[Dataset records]
▼

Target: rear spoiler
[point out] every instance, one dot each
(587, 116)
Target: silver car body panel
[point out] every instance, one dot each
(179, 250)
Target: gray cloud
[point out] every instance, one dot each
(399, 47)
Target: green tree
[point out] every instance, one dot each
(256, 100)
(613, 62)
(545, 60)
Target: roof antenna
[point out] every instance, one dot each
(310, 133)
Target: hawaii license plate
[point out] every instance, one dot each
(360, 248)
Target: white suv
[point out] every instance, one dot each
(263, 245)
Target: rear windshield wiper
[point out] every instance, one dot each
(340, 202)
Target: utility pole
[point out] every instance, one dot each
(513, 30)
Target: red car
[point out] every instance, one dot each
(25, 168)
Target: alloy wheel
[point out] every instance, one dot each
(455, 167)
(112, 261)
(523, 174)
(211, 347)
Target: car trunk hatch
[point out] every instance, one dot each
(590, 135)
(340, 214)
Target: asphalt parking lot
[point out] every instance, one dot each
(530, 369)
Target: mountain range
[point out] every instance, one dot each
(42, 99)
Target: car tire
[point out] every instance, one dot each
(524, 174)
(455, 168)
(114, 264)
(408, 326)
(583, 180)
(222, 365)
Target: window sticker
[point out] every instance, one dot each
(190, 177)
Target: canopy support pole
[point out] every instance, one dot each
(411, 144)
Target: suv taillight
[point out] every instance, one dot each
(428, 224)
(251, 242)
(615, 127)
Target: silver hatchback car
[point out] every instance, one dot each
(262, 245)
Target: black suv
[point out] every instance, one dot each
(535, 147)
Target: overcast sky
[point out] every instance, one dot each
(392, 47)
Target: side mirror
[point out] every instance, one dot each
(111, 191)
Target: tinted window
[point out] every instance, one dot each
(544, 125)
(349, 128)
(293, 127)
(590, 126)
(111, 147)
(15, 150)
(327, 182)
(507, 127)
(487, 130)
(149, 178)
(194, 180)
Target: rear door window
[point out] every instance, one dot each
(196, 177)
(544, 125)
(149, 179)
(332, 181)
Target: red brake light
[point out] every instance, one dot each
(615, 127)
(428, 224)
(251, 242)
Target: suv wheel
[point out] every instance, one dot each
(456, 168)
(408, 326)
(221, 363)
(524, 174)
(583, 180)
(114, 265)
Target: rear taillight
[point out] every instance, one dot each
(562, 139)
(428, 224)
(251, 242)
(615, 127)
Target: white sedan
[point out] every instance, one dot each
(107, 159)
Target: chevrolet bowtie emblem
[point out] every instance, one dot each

▲

→ Set exercise:
Edit the lines above so that each "one dot each" becomes "a single dot apiece", and keep everything else as it is.

→ Finished task:
Target: rear spoiler
[point out] every instance, a single dot apiece
(587, 116)
Target: silver car body panel
[point out] every instance, a single dot apiece
(179, 250)
Target: gray cloud
[point out] every instance, a single dot apiece
(399, 47)
Target: green tree
[point out] every instance, a single dot apiece
(256, 100)
(613, 62)
(545, 60)
Target: roof antenna
[point out] every instance, a single dot apiece
(310, 133)
Target: hawaii license plate
[point out] every instance, a single dot apiece
(360, 248)
Target: white suv
[point out] every instance, a single dot apiece
(263, 245)
Target: rear windshield wiper
[point out] every instance, a single dot apiece
(340, 202)
Target: utility pole
[point out] every instance, a single dot apiece
(513, 30)
Target: red car
[point out] every instance, a single dot apiece
(25, 168)
Target: alloy wheel
[point out] every instance, a single dot apiece
(455, 167)
(112, 261)
(523, 174)
(211, 347)
Target: car trunk hatch
[point out] every instance, a single dot apiece
(590, 135)
(340, 214)
Target: asphalt parking lot
[point out] every instance, a single dot apiece
(530, 369)
Target: mountain range
[point out] every instance, a single dot apiece
(42, 99)
Target: car tire
[point out] every instance, a single dot apiece
(524, 174)
(455, 168)
(114, 264)
(408, 326)
(583, 180)
(222, 365)
Target: window sticker
[point out] every instance, a single dot apiece
(190, 177)
Target: canopy support pole
[point out] every instance, a single dot apiece
(411, 144)
Target: suv taillight
[point out] every instance, a single dot apiece
(428, 224)
(251, 242)
(615, 127)
Target: silver hatchback car
[point out] every instance, a single dot apiece
(262, 245)
Target: black suv
[point out] every instance, a single dot apiece
(535, 147)
Target: overcast sky
[point out] every instance, a single dot apiece
(392, 47)
Target: side mirror
[point out] every instance, a single dot apiece
(111, 191)
Target: tinted window
[point out] every instance, a single dot apiece
(544, 125)
(349, 128)
(293, 127)
(590, 126)
(111, 147)
(15, 150)
(327, 182)
(507, 127)
(487, 130)
(149, 178)
(194, 180)
Target: rear door window
[point out] every instance, a single dot apiece
(196, 177)
(544, 125)
(149, 179)
(332, 181)
Target: red brake light
[point out] every instance, a single dot apiece
(615, 127)
(428, 224)
(251, 242)
Target: suv wheel
[point out] every instance, a single dot apiece
(456, 168)
(408, 326)
(221, 363)
(524, 174)
(583, 180)
(114, 265)
Target: rear taillight
[point out] every instance, a single dot apiece
(562, 139)
(428, 224)
(251, 242)
(615, 127)
Target: white sedan
[point out] every instance, a single dot apiece
(107, 159)
Target: chevrolet bowtie emblem
[point out] every instance, a single dot apiece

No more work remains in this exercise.